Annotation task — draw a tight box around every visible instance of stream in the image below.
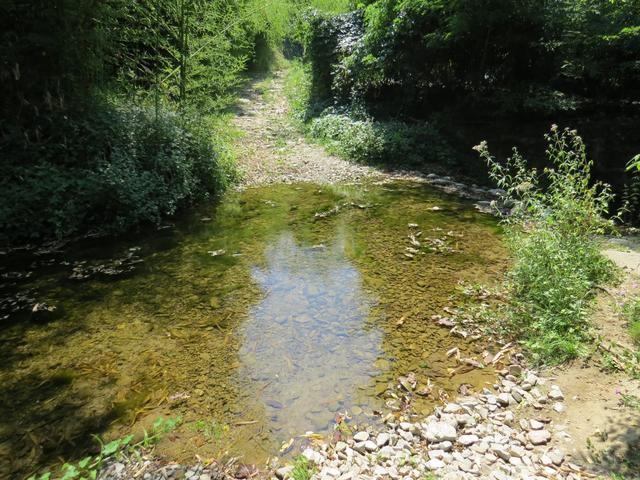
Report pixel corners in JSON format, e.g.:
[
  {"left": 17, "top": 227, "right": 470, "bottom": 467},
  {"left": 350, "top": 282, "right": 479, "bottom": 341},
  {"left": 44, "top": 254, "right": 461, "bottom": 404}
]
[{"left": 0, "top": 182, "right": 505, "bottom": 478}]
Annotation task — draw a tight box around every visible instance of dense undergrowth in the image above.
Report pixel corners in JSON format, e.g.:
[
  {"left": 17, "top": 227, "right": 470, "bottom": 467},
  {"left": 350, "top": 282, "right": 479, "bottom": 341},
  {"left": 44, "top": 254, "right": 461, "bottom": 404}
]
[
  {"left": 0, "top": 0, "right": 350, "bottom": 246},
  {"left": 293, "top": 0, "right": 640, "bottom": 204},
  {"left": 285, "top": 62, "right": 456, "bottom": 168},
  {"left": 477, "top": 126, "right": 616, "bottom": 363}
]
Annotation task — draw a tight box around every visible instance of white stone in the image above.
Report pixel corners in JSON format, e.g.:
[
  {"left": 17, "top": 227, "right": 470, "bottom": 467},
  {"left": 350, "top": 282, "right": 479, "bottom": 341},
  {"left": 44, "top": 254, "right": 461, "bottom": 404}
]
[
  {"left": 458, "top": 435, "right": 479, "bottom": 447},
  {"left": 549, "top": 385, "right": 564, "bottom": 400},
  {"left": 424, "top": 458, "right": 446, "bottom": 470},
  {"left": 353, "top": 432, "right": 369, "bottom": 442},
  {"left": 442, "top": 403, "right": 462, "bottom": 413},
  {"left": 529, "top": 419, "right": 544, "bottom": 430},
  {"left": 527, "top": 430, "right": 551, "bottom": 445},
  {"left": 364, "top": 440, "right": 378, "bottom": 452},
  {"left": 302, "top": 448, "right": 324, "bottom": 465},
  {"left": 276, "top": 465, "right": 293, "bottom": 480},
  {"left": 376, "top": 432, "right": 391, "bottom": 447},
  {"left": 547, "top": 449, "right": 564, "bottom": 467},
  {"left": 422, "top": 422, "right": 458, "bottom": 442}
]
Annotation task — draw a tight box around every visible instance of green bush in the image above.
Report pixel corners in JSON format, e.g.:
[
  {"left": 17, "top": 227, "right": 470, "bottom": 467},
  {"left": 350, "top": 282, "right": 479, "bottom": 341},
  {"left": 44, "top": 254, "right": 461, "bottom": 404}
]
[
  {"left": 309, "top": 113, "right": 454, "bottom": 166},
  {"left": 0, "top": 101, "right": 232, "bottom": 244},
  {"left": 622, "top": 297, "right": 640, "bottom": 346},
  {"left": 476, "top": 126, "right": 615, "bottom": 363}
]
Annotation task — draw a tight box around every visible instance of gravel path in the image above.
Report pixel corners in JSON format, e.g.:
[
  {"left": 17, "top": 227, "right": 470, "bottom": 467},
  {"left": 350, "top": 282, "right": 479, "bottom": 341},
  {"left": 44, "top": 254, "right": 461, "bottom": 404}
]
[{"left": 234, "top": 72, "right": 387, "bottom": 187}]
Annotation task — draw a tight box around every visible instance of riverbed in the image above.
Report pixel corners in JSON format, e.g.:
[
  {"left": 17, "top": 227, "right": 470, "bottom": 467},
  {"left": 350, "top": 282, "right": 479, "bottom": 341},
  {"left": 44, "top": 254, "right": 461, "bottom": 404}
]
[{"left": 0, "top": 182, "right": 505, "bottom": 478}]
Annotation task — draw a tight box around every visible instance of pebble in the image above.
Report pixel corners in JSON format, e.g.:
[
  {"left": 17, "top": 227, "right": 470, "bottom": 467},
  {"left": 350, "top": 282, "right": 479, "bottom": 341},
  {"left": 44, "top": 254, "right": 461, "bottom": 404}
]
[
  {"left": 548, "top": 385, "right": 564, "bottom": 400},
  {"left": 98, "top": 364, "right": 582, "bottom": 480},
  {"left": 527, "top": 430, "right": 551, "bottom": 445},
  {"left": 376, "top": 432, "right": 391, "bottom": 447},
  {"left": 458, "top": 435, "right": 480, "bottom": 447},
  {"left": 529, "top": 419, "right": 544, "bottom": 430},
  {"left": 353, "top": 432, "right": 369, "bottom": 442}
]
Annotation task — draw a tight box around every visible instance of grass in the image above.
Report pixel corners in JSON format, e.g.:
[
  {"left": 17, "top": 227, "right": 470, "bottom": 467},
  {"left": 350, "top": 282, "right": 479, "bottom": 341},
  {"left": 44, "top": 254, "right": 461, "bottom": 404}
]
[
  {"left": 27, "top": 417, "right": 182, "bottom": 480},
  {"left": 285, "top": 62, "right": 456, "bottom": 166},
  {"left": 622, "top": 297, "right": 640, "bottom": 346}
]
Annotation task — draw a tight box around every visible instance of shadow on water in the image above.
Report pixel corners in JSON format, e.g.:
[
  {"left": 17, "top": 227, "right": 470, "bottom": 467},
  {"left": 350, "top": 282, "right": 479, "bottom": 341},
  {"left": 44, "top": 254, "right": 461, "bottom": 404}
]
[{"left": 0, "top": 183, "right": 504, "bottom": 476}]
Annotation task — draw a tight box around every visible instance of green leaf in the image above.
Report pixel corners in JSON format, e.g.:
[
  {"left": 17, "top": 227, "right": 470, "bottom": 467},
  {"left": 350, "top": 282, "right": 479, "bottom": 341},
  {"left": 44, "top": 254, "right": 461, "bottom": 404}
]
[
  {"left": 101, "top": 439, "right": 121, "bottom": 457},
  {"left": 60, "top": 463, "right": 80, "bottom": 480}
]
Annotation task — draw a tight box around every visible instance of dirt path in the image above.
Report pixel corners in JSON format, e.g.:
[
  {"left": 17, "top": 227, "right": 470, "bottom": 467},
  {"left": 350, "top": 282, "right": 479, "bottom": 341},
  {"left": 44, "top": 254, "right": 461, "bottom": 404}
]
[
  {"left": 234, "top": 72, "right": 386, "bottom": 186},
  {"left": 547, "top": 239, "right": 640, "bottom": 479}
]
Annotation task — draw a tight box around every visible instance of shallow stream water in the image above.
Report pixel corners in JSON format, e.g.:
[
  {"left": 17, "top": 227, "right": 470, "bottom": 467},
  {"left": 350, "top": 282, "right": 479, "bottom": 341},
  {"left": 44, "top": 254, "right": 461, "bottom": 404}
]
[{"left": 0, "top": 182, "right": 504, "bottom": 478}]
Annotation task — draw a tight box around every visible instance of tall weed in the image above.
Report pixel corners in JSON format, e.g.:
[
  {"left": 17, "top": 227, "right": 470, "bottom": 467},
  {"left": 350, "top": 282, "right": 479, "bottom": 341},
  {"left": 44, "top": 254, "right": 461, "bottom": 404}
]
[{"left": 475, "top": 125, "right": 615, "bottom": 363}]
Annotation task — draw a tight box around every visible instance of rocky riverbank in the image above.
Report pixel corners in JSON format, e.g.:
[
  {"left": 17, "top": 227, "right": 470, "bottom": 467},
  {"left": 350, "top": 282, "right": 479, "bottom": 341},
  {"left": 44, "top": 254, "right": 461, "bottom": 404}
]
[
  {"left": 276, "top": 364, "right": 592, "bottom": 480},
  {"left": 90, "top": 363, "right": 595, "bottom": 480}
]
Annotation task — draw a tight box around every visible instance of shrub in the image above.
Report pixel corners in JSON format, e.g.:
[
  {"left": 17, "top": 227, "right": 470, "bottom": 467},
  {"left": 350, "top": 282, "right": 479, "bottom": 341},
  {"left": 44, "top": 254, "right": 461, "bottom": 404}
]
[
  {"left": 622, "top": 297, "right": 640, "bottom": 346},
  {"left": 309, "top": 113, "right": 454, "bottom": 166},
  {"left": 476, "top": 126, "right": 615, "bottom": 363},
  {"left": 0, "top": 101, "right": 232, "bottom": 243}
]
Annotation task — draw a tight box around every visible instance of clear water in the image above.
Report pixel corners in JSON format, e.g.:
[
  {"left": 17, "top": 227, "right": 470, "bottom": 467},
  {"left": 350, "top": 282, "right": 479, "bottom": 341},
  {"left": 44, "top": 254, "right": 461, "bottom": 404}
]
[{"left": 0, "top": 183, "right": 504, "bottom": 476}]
---
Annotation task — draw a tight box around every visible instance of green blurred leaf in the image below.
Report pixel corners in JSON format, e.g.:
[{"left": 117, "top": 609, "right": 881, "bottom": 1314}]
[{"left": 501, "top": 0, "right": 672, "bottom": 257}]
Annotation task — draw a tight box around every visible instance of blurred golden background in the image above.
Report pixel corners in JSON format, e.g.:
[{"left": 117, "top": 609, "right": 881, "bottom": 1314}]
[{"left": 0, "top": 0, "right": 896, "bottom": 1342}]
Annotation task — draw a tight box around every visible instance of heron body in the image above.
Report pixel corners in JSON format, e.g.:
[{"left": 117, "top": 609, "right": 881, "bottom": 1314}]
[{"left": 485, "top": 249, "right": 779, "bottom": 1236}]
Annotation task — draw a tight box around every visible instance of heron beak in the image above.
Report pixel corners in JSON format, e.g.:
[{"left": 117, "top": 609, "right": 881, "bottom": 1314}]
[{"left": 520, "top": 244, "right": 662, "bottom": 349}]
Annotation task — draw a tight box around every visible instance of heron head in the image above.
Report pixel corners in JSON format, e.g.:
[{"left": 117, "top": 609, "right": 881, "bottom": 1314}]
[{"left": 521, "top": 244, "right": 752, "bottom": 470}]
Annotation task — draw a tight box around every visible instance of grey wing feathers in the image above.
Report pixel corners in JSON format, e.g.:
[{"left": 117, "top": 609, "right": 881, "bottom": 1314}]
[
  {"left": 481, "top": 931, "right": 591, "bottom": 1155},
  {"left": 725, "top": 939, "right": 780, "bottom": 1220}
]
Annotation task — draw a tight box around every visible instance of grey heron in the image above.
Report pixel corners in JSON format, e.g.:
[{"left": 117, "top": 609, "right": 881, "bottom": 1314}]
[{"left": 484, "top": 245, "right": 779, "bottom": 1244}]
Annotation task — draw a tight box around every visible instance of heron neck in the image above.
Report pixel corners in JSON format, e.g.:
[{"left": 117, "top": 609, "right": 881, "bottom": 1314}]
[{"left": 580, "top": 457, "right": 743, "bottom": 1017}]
* * *
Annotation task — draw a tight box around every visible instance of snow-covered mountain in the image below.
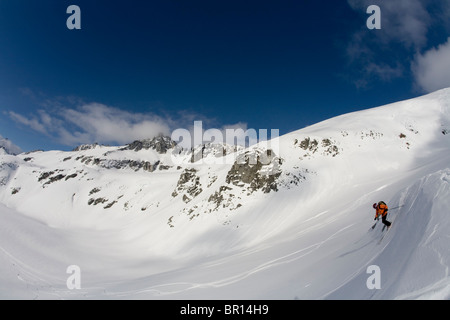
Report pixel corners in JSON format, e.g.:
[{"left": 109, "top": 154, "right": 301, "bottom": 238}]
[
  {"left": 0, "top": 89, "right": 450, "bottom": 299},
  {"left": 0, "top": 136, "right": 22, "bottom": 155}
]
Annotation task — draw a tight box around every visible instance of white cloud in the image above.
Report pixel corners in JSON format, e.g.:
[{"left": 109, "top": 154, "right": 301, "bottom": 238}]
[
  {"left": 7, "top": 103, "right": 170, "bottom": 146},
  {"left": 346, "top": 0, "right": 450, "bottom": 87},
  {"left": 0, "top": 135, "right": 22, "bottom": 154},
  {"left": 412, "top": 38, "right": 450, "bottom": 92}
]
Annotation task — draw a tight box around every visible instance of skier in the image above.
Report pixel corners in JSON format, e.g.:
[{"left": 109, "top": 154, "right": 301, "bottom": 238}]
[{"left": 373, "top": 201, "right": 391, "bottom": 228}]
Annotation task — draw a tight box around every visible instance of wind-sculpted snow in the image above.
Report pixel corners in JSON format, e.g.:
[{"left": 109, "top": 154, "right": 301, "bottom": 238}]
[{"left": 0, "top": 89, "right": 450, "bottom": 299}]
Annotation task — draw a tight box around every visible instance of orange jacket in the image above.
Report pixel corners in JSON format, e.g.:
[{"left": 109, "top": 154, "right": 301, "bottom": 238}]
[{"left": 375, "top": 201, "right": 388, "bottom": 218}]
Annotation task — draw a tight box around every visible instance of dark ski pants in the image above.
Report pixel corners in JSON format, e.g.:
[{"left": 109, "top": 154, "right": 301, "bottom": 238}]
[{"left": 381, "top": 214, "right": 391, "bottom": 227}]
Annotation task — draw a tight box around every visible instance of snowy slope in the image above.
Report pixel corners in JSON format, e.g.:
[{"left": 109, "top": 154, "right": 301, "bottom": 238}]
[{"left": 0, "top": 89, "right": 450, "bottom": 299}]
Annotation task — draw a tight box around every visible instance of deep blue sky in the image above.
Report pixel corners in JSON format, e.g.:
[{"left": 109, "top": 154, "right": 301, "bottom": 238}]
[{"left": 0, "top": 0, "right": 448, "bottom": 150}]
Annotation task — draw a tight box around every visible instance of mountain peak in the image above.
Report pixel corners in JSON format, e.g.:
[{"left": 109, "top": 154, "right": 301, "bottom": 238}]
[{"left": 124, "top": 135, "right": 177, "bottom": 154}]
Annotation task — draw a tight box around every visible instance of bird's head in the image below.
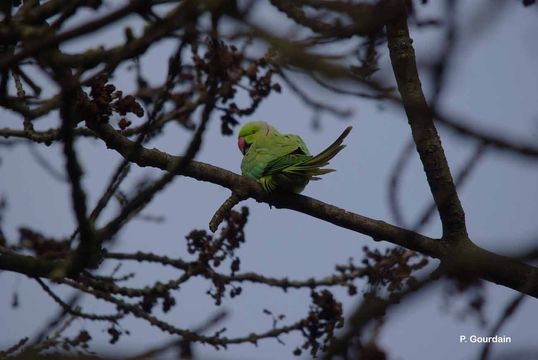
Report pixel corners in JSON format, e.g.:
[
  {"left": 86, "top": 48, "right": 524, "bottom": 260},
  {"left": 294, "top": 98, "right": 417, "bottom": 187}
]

Task instructions: Return every line of the listing above that contains the string "heron". Case counts.

Answer below:
Annotation task — draw a tight box around every visible instance of heron body in the image above.
Annotation task — draw a tight box around every visible instance of heron beak in the image above.
Annotation task — draw a tight box around every visible instance of heron head in the image above.
Annotation task — draw a tight box around every visible instance of grey heron in the image above.
Annotation task — draw a tight box around every visible instance of heron neck in the image above.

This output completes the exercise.